## begin

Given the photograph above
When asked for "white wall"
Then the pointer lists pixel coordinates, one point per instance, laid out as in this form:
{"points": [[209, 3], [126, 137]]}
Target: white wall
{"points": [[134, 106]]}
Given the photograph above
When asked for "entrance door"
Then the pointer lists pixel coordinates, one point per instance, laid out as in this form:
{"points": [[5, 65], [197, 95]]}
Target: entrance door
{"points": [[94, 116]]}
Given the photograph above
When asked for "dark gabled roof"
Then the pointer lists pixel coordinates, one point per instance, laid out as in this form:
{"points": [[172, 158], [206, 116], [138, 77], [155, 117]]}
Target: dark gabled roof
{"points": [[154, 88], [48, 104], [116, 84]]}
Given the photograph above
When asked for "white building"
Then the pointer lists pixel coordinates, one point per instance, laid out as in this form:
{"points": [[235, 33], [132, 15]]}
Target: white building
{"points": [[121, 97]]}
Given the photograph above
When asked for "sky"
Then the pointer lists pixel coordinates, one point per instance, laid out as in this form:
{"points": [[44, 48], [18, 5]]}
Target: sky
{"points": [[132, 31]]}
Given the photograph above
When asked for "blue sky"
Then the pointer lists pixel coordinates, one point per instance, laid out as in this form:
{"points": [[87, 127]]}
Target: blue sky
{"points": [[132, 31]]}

## end
## begin

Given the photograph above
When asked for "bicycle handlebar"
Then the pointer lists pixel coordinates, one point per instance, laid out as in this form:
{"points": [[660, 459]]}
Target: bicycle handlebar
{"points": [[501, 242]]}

## end

Aim of the exercise :: Please state how many lines of the records above contain the word "building". Give only the number.

Response to the exercise :: 2